● WORK TO COMPLETE
Only the lines from the line containing "col | entry" to the end of the entries should be repeated, exactly as they appear.
··········
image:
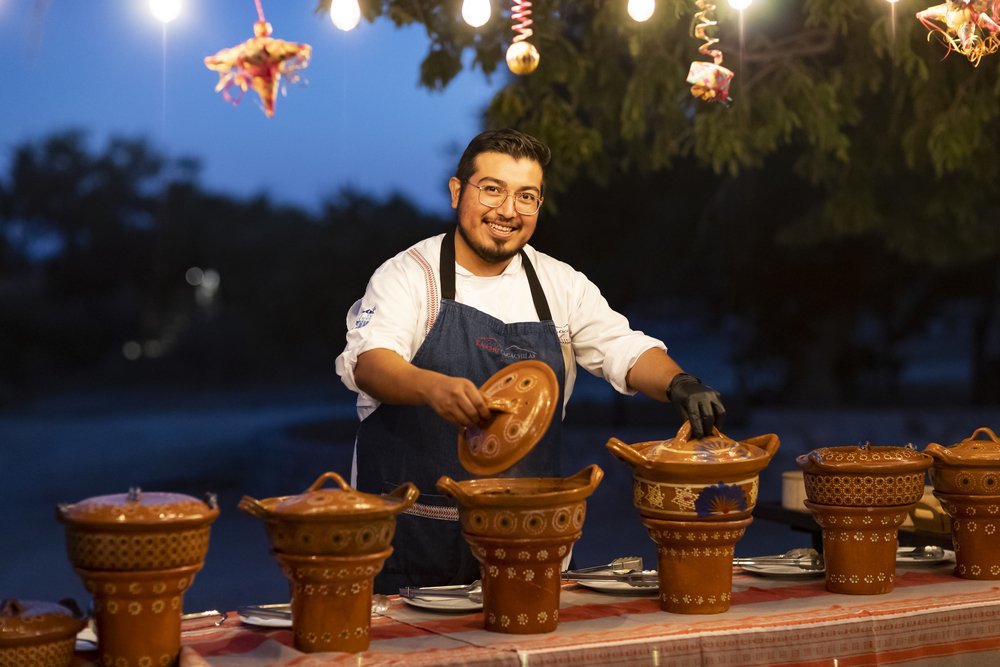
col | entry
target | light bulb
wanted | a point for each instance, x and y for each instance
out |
(165, 11)
(345, 14)
(476, 12)
(641, 10)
··········
● RESULT OF THIS EXERCISE
col | entry
target | light bulb
wanted | a point for each instance, x and y for each instance
out |
(165, 11)
(345, 14)
(476, 12)
(641, 10)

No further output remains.